** start Quoted passage **

# tyre description, ie, M+S



## buffallobill (Sep 28, 2007)

could any one please tell me what M+S means on the tyre description when looking at the tyre and size etc it follows with M+S . thank you bill.


----------



## apxc15 (Dec 1, 2007)

It means Mud and Snow 

M+S

M+S (Mud and Snow) tyres are those with a tread pattern and sometimes compound specifically designed to perform well in poor road conditions. An M&S tyre will usually have a high negative void ratio in order to achieve this.

Some M+S tyres rely solely on the aggressive tread pattern to achieve this extra performance whilst others will have the addition of a specially designed rubber compound. In general terms this different compound is usually reserved for out and out winter tyres.

Pete


----------



## buffallobill (Sep 28, 2007)

apxc15 said:


> It means Mud and Snow
> Pete


thank you pete so obvious now you have mentioned it.  (one of those doh moments ha ha )


----------



## AberdeenAngus (Jul 26, 2008)

Marks & Sp............oh ok,i'll shut up !


----------



## buffallobill (Sep 28, 2007)

AberdeenAngus said:


> Marks & Sp............oh ok,i'll shut up !


wife prefers this description


----------



## teemyob (Nov 22, 2005)

*M+S*

Hello,

As the other poster suggested mud and snow. HOWEVER, as with any tyre M+S tyres vary in grip. As an example Michelin Agilis 51's are good in both mud and snow, along with everyday rain. Goodyear Cargo Vectors are so poor in my opinion they are dangerous.

For a better view of individual tyre brands and models visit this site for opinions.

Ttyre Tests

Trev.


----------



## buffallobill (Sep 28, 2007)

** end Quoted passage **

Set exercise 1: Retype the M+S thread word for word, starting at "As the other" and ending at "they are dangerous.".
Set exercise 2: Extend the M+S thread from the point at which it stops.
The data that comes next has no connection to the M+S thread.

** start Data extract **

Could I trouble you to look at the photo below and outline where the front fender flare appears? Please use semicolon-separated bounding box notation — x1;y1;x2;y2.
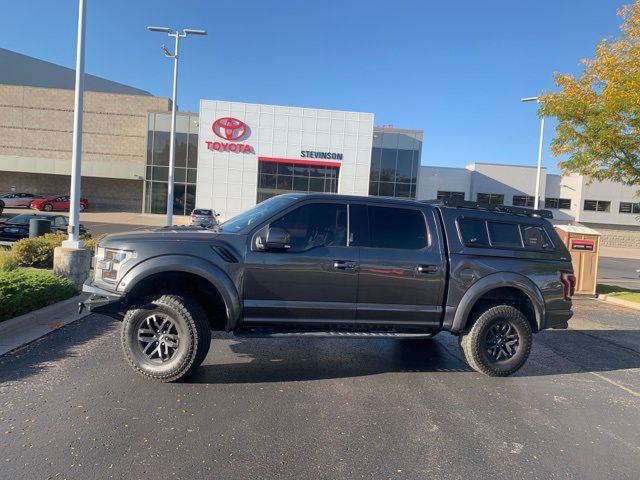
116;255;242;331
451;272;545;332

** end Data extract **

Reply 1:
As the other poster suggested mud and snow. HOWEVER, as with any tyre M+S tyres vary in grip. As an example Michelin Agilis 51's are good in both mud and snow, along with everyday rain. Goodyear Cargo Vectors are so poor in my opinion they are dangerous.

Reply 2:
thanks trev it was the new michelin agilis 2008 i was looking at.


----------



## apxc15 (Dec 1, 2007)

I worked in the tyre trade for a number of years and tyre technology has always interested me.
How sad is that 8O 

Pete

If you are looking for good winter tyres ask your dealer about Nokian and in particular their Hakkapellita which is probably the best all weather tyre on the market, and it's studable.


----------



## buffallobill (Sep 28, 2007)

apxc15 said:


> I worked in the tyre trade for a number of years and tyre technology has always interested me.
> How sad is that 8O
> 
> Pete


very fortunate for us though


----------



## Wupert (Aug 6, 2007)

*Re: M+S*



teemyob said:


> Hello,
> 
> As the other poster suggested mud and snow. HOWEVER, as with any tyre M+S tyres vary in grip. As an example Michelin Agilis 51's are good in both mud and snow, along with everyday rain. Goodyear Cargo Vectors are so poor in my opinion they are dangerous.
> 
> ...


Whenever it says M & S it means average in both.


----------



## apxc15 (Dec 1, 2007)

*Re: M+S*

Trev.[/quote]

Whenever it says M & S it means average in both.[/quote]

Don't agree with that statement.
Mud and Snow have similar effects on tyre performance in that they both compact within the tread void, and thus reduce grip. 
However the ability of the tyre to self clean is the important feature, not just the higher negative void, some are better at it than others and this is down to tread design and compound.

Pete


----------



## teemyob (Nov 22, 2005)

*Wear*



apxc15 said:


> I worked in the tyre trade for a number of years and tyre technology has always interested me.
> How sad is that 8O
> 
> Pete
> ...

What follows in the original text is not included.